• **EXTRACT TO READ**:
■ ■ ■ ■ ■
David S. Dockery (pictured), who received his Master of Divinity degree from Grace Theological Seminary in Winona Lake, Indiana, is the president of tornado-ravaged Union University in Tennessee. On this first anniversary of the devastating tornadoes of last year, he reflects on how God has worked.
FIRST PERSON: Out of devastation, God has worked good
By David S. Dockery
JACKSON, Tenn. (BP)–On the evening of Feb. 5, 2008 — a year ago today — people across Tennessee and the entire Southeast were going about their normal, everyday business — until 87 tornadoes broke out in the region.
The outbreak killed at least 57 people in four states. Hundreds of others were injured, including several here at Union University.
My life, like so many others on the Union campus, will never be the same on this side of Feb. 5, 2008. That night’s events will be etched in my memory for years to come. I will never forget the eerie darkness, the loud sound of the swirling tornado, the initial phone call informing us that large portions of the Union campus had been hit.
I will long remember the first impressions I had after arriving at the residence life area where walls were crumbling. Imprinted in my memory will be the look on the faces of shocked students, the amazing efforts of the rescue workers and heroic work of all of those involved in the initial response.
Devastation was all around, but there was no despair. The words of the Apostle Paul in 2 Corinthians 4 became our own. We were given a new way to see what had taken place on the Union campus. We began to pray that out of the rubble God would bring renewal to our campus.
We are now able to look back over the past year with both wonder and thanksgiving at the recovery and rebuilding process. Indeed, so many of our prayers have been answered in amazing ways. From the rubble, renewal has come, not just in the rebuilding process, but in the lives of students, staff, faculty, administrators and trustees alike.
First and foremost, we offer thanksgiving for God’s good and gracious providence. We also are grateful to the thousands of people who have helped us over the past year by working on campus, caring for our students, encouraging us, praying for us and generously offering financial support.
The devastation to the campus exceeded $40 million, the worst natural disaster in Southern Baptist history. Today, all six academic and administration buildings that were hit have been repaired. Seventeen new residence life facilities have been constructed. For every good work provided by the architects, engineers, contractors, sub-contractors and construction workers, we will forever be grateful.
Over the past year we have often found ourselves in uncharted waters. But by God’s grace, the Union family, with the help of so many, has moved forward with a renewed hopefulness in God’s amazing provision.
Hope is a powerful word. It is an eager, confident expectation that sustains us while we work diligently and wait patiently. Hope is not escapism, but is an energizing motivation for faithful living in the here and now. In the midst of our many challenges, hope has stabilized our lives, serving as an anchor to link us to God’s faithful providence.
Over the past year, we have learned anew that hope can shape and direct our service and provide motivation. While we have waited and watched, we have worked faithfully. This hope is not self-reliant motivation, but a confidence in God who oversees the affairs of human history.
As we look back over the past year, we still have many unanswered questions. Without hope and trust in God, the challenges of the past year would have seemed insurmountable. As a university community, we are now prepared to take the next steps with a full recognition that God’s good providence transcends the experiences of men and women.
Feb. 5, 2008, was the worst night in Union history, but there have been many, many good days over the past 12 months. We have learned that God can take actions that seem bad to us and use them for good.
But despite the difficulties over the past year, we now turn our attention to new challenges and new opportunities. As we refocus on the distinctive mission of Union University, we do so with hope and assurance that our great God can and does use such events as those of Feb. 5 for His eternal good — even events that are quite difficult for us to fully understand. Therefore, we face the future as a most grateful and hopeful people.
David S. Dockery is president of Union University in Jackson, Tenn. Union is located on the Internet at uu.edu.
■ ■ ■ ■ ■
• **DATA EXCERPTS**:
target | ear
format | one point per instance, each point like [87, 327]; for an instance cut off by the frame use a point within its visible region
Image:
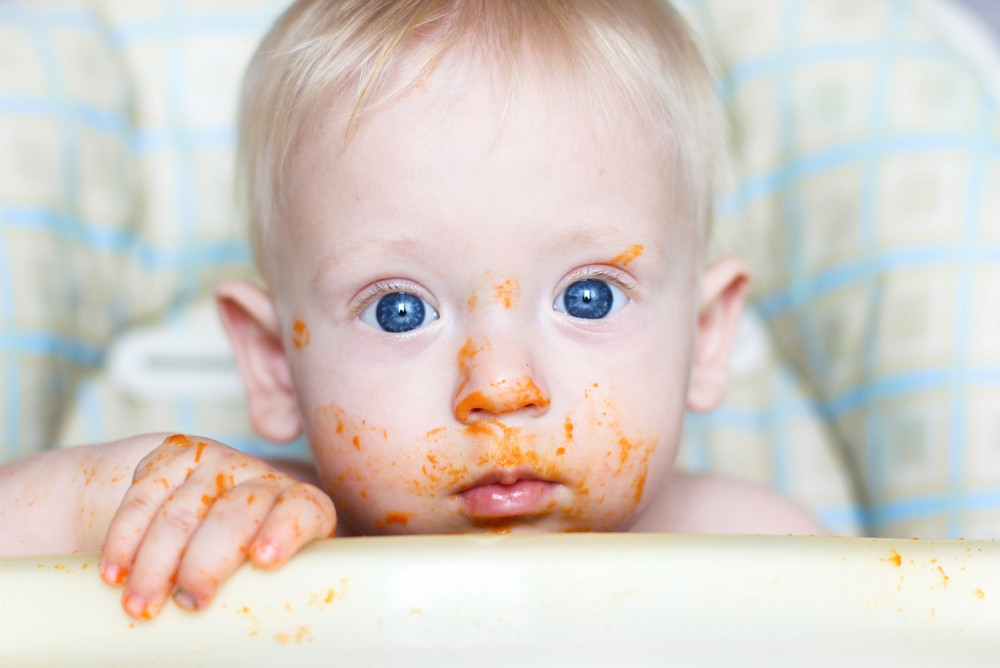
[724, 288]
[251, 322]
■ ■ ■ ■ ■
• **WHAT TO WORK ON**:
(A) In the Union University tornado reflection, how many tornadoes broke out in the region on Feb. 5, 2008?
(B) Reproduce the Union University tornado reflection from "First and foremost, we" to "God’s amazing provision.".

• **ANSWER SET**:
(A) 87 tornadoes.

(B)
First and foremost, we offer thanksgiving for God’s good and gracious providence. We also are grateful to the thousands of people who have helped us over the past year by working on campus, caring for our students, encouraging us, praying for us and generously offering financial support.
The devastation to the campus exceeded $40 million, the worst natural disaster in Southern Baptist history. Today, all six academic and administration buildings that were hit have been repaired. Seventeen new residence life facilities have been constructed. For every good work provided by the architects, engineers, contractors, sub-contractors and construction workers, we will forever be grateful.
Over the past year we have often found ourselves in uncharted waters. But by God’s grace, the Union family, with the help of so many, has moved forward with a renewed hopefulness in God’s amazing provision.